start

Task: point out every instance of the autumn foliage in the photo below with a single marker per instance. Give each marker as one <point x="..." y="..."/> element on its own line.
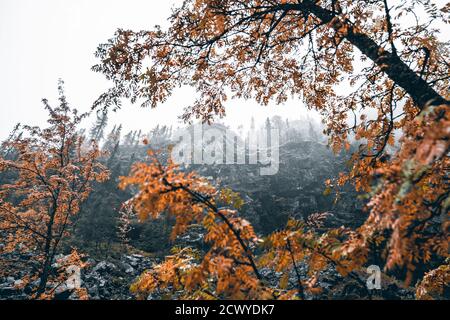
<point x="53" y="170"/>
<point x="396" y="107"/>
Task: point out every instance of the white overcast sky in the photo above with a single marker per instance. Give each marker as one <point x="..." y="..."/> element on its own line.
<point x="44" y="40"/>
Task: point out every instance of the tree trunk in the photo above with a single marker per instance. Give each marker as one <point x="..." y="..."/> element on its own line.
<point x="398" y="71"/>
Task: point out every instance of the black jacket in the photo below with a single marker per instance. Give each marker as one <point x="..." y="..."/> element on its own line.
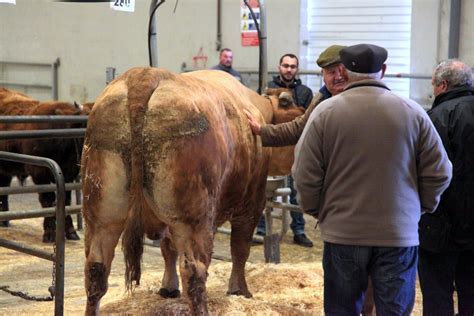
<point x="302" y="95"/>
<point x="453" y="116"/>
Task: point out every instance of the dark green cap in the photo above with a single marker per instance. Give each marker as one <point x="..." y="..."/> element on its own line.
<point x="329" y="56"/>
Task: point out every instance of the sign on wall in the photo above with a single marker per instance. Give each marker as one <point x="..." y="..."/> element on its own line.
<point x="248" y="29"/>
<point x="123" y="5"/>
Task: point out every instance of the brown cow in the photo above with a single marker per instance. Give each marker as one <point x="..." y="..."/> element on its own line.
<point x="173" y="157"/>
<point x="66" y="152"/>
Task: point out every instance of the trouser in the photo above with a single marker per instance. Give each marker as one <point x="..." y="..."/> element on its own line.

end

WHAT YOU NEED TO DO »
Transcribe every one of the records above character for character, omitting the pictures.

WRITTEN SOLUTION »
Task: point out every instance of the autumn foliage in the photo below with a single marker per instance. Give each marker as one <point x="..." y="..."/> element on its own line.
<point x="53" y="170"/>
<point x="396" y="107"/>
Task: point out every instance of the white overcast sky in the photo above with a single marker per instance. Give each marker as one <point x="..." y="..."/> element on its own line.
<point x="44" y="40"/>
Task: point out every instance of the tree trunk in the photo above with a single marker per instance. Give each marker as one <point x="..." y="..."/> element on its own line.
<point x="398" y="71"/>
Task: point out every instance of the black jacket in the photo below with a single marker per instance. Give each marker as one <point x="..." y="..."/> element on its own line.
<point x="302" y="95"/>
<point x="453" y="116"/>
Task: point out every instance of the dark green cap in the photo above with a single marker per instance. Give each marker as one <point x="..." y="..."/> element on its own line.
<point x="329" y="56"/>
Task: point out every instance of the sign on wall in the photo above with a single marker per instance. Give each marker as one <point x="..." y="..."/> element on its own line.
<point x="248" y="29"/>
<point x="123" y="5"/>
Task: point out every instance of the brown cow in the photo above with a single marker per instance. Give each marker as one <point x="..." y="..."/> element on its own line.
<point x="173" y="157"/>
<point x="66" y="152"/>
Task: point out every instance of the trouser in the photo above with a single marker per instance. Give each marker as one <point x="..." y="..."/> element on its own line.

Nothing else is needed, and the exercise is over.